+++ Exercise input +++

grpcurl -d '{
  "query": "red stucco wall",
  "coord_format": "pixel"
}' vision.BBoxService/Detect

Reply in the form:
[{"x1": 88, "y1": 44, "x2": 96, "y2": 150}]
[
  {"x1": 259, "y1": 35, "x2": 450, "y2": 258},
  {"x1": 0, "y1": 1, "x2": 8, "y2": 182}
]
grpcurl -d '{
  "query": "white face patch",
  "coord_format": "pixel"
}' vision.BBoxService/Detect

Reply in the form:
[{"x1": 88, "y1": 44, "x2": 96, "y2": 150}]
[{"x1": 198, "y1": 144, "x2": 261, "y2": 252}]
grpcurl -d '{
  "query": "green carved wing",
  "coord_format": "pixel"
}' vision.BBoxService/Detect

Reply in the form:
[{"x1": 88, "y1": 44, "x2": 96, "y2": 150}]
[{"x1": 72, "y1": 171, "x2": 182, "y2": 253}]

+++

The task: Can you write out all of the records above again, character for character, without changing anything?

Final result:
grpcurl -d '{
  "query": "red stucco wall",
  "coord_format": "pixel"
}' vision.BBoxService/Detect

Reply in the form:
[{"x1": 88, "y1": 44, "x2": 96, "y2": 150}]
[
  {"x1": 259, "y1": 35, "x2": 450, "y2": 258},
  {"x1": 0, "y1": 1, "x2": 8, "y2": 182}
]
grpcurl -d '{
  "query": "white face patch",
  "coord_format": "pixel"
}' vision.BBoxService/Detect

Reply in the form:
[{"x1": 88, "y1": 44, "x2": 96, "y2": 150}]
[{"x1": 198, "y1": 144, "x2": 261, "y2": 252}]
grpcurl -d '{
  "query": "green carved wing",
  "coord_format": "pixel"
}' vision.BBoxService/Detect

Reply in the form:
[{"x1": 88, "y1": 44, "x2": 96, "y2": 150}]
[{"x1": 72, "y1": 171, "x2": 182, "y2": 253}]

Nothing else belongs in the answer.